* WORK TASK: Reproduce each entry exactly.

* LISTED RECORDS:
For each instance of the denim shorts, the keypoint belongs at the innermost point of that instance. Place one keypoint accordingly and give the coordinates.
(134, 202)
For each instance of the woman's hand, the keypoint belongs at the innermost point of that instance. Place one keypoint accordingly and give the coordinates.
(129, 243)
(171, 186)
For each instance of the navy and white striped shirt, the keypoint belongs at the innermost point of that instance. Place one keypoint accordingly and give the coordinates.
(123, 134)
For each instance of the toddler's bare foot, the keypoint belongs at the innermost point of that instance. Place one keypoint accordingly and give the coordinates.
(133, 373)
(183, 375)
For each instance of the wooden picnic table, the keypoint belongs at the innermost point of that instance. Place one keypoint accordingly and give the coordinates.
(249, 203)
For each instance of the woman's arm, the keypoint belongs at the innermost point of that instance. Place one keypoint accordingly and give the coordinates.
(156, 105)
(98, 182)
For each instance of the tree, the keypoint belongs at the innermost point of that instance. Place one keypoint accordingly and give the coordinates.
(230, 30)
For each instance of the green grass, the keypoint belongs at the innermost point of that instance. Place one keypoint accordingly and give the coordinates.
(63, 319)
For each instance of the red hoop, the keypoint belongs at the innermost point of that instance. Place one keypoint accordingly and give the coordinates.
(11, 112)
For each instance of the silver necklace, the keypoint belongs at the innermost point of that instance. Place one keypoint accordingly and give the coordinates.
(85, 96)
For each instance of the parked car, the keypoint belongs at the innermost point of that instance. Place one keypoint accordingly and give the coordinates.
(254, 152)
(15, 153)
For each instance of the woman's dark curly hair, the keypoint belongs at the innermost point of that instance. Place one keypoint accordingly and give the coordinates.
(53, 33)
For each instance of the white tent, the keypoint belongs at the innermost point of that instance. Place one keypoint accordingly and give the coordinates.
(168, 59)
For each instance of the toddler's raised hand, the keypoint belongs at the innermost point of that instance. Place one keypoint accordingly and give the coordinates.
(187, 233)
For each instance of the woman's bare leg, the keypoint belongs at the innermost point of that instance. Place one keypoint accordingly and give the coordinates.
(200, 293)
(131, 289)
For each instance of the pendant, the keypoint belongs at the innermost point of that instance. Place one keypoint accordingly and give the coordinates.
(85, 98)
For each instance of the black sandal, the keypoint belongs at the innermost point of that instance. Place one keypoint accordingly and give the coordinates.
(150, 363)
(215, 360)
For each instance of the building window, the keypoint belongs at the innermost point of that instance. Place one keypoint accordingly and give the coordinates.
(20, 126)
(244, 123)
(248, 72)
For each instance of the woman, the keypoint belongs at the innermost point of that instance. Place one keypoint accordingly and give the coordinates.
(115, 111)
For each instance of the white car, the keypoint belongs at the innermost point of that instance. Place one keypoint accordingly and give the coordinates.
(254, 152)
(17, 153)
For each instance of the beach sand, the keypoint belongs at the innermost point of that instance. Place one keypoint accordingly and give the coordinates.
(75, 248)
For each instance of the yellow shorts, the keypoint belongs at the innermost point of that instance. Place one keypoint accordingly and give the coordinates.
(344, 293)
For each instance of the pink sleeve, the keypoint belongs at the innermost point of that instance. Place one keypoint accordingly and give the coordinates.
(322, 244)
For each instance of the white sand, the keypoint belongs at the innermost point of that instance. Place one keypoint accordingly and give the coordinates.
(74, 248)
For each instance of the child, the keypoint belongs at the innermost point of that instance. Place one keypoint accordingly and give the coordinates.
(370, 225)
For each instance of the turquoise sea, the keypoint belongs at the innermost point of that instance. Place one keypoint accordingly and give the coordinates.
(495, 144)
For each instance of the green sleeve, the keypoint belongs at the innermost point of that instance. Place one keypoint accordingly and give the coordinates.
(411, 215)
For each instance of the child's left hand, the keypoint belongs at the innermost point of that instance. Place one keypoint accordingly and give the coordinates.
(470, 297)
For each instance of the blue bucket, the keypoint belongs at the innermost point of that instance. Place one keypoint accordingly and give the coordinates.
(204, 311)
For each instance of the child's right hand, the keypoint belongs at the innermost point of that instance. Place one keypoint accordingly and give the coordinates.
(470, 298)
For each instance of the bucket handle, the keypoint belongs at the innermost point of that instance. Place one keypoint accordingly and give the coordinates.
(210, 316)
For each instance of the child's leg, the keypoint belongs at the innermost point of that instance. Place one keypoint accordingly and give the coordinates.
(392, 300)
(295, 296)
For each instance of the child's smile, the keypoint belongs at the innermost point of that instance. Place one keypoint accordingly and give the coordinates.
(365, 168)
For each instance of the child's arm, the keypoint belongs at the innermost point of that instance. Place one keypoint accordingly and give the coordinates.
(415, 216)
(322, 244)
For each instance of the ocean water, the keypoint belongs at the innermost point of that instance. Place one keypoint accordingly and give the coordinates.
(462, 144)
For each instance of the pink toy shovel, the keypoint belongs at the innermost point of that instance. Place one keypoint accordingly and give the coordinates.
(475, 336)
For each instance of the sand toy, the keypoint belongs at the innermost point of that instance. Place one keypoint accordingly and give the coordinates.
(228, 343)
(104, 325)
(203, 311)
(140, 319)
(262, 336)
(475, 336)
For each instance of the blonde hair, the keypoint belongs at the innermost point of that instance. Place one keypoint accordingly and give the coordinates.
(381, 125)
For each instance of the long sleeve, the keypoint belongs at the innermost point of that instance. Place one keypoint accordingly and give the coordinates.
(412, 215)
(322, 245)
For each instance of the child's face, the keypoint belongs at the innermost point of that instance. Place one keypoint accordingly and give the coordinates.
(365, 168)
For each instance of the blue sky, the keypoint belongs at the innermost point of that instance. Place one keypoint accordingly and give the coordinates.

* REPLY:
For each instance of the denim shorts, the keypoint belongs at the innermost point of that instance. Place one keypoint accordingly and give the coordinates.
(134, 202)
For each instance of the woman's hand, the keypoint belongs at the innermost point of that instance. Place one keypoint accordingly and give the coordinates.
(129, 243)
(171, 186)
For each instance of the navy and white striped shirt, the keypoint belongs at the innermost point of that instance. Place one keypoint accordingly and give the coordinates.
(123, 134)
For each instance of the toddler's bare foot, the keypoint belongs at the innermost point of that instance. Place one keypoint accordingly and give the coordinates.
(133, 373)
(183, 375)
For each instance of the wooden picnic table, the keypoint belongs at the innermost point of that instance. Place one keypoint accordingly and give the coordinates.
(249, 203)
For each instance of the woman's arm, the keypoint belongs at the innermost point of that instance. Place one keypoint accordingly and give the coordinates.
(156, 105)
(98, 182)
For each instance of the tree, the keypoint belongs at the innermost point of that instance. Place one keypoint accordingly and give the coordinates.
(230, 30)
For each instance of the green grass, the keypoint belongs at the innermost point of that instance. Place one keypoint accordingly and give the coordinates.
(63, 319)
For each instance of the red hoop, the keypoint belongs at the innermost point of that instance. Place one keypoint accordingly and give the coordinates.
(11, 112)
For each instance of the silver necklace, the keypoint belongs at the innermost point of that instance. Place one keypoint accordingly and give the coordinates.
(85, 96)
For each instance of the parked car, the keypoint belongs at the innermost point of that instance. Place one keypoint accordingly and give the coordinates.
(254, 152)
(15, 153)
For each instance of the woman's dark curly hair, the keypoint belongs at the innermost point of that instance. Place one keypoint accordingly and give the coordinates.
(53, 33)
For each instance of the white tent, the keypoint belongs at the innermost point of that instance. Place one keypoint accordingly and give the coordinates.
(168, 59)
For each instance of the toddler's raised hand, the keypoint belongs at the innermost point of that instance. Place one keypoint accordingly and give the coordinates.
(187, 233)
For each instance of the woman's bare leg, the keypoint belongs at the innermost point of that instance. Place one keypoint accordingly and give the coordinates.
(200, 293)
(131, 289)
For each instance of the pendant, the keypoint belongs at the innermost point of that instance. Place one keypoint accordingly and give the coordinates.
(85, 98)
For each instance of the black sandal, the keypoint belongs at the innermost point of that instance. Place one keypoint accordingly and give the coordinates.
(150, 363)
(215, 360)
For each instance of the building window, the keypoint belongs at the innermost point of that instance. Place one keypoint accordingly and give the coordinates.
(20, 126)
(244, 123)
(248, 72)
For each instance of the woman, the keypoint belongs at the innermost point of that instance. Place one keypoint accordingly and give the coordinates.
(115, 111)
For each instance of the white car, the keypoint belongs at the innermost point of that instance. Place one keypoint accordingly and give the coordinates.
(254, 152)
(17, 153)
For each instance of the beach sand, the keypoint belongs at the innermost point of that instance. Place one keypoint accordingly and give the coordinates.
(75, 248)
For each instance of the yellow shorts, the keypoint belongs at the innermost point of that instance. Place one keypoint accordingly and give the coordinates.
(344, 293)
For each instance of the pink sleeve, the keypoint belongs at the innermost point of that instance. Place one keypoint accordingly and give the coordinates.
(322, 244)
For each instance of the white sand, the keypoint belongs at the innermost point of that instance. Place one keypoint accordingly and give the coordinates.
(74, 248)
For each instance of the child, the keypoint belongs at the innermost point of that instance. Place one keypoint accordingly and give the coordinates.
(370, 225)
For each instance of the turquoise sea, the keypoint belongs at the innermost point of that instance. Place one keypoint accordingly and give the coordinates.
(495, 144)
For each instance of the green sleeve, the keypoint belongs at the innermost point of that instance. Place one keypoint accordingly and give the coordinates.
(411, 215)
For each instance of the child's left hand, the keypoint belongs at the innermost point of that instance. Place one keypoint accordingly and give the coordinates.
(470, 297)
For each instance of the blue bucket, the keypoint belongs at the innermost point of that instance. Place one keypoint accordingly and give the coordinates.
(204, 311)
For each instance of the child's right hand, the keypoint belongs at the innermost point of that instance. Place one keypoint accordingly and give the coordinates.
(470, 298)
For each instance of the bucket handle, the keypoint belongs at the innermost point of that instance. Place one keypoint accordingly and give the coordinates.
(210, 316)
For each instance of the child's leg, the keypoint belongs at the innermost point of that instance. Place one keypoint accordingly and give the coordinates.
(392, 300)
(295, 296)
For each instance of the child's smile, the keypoint belongs at the innermost point of that instance. Place one keypoint accordingly and give the coordinates.
(365, 168)
For each instance of the child's arm, the keypoint belongs at the innermost point of that instance. Place one keypoint accordingly and give the coordinates.
(415, 216)
(322, 244)
For each instance of the ocean water, the keypoint belongs at the innermost point of that instance. Place one keypoint accordingly and give the coordinates.
(462, 144)
For each instance of the pink toy shovel, the keypoint belongs at the innermost point of that instance. Place one keypoint accordingly and give the coordinates.
(475, 336)
For each instance of the sand toy, the keypoint belongs at the innermost point of that instance. Place one keypoint accordingly and give the coordinates.
(228, 343)
(104, 325)
(203, 311)
(140, 319)
(262, 336)
(475, 336)
For each instance of the blonde hair, the keypoint belongs at the innermost point of that instance. Place one keypoint accordingly and give the coordinates.
(381, 125)
For each instance of the long sleeve, the keypoint belongs at the innermost point of that instance. Place one keypoint accordingly and give the coordinates.
(412, 215)
(322, 245)
For each instance of the child's face, the keypoint belongs at the innermost point of that instance. Place one keypoint accordingly and give the coordinates.
(365, 168)
For each instance of the blue sky, the keypoint belongs at the innermost point of that instance. Place one keypoint accordingly and give the coordinates.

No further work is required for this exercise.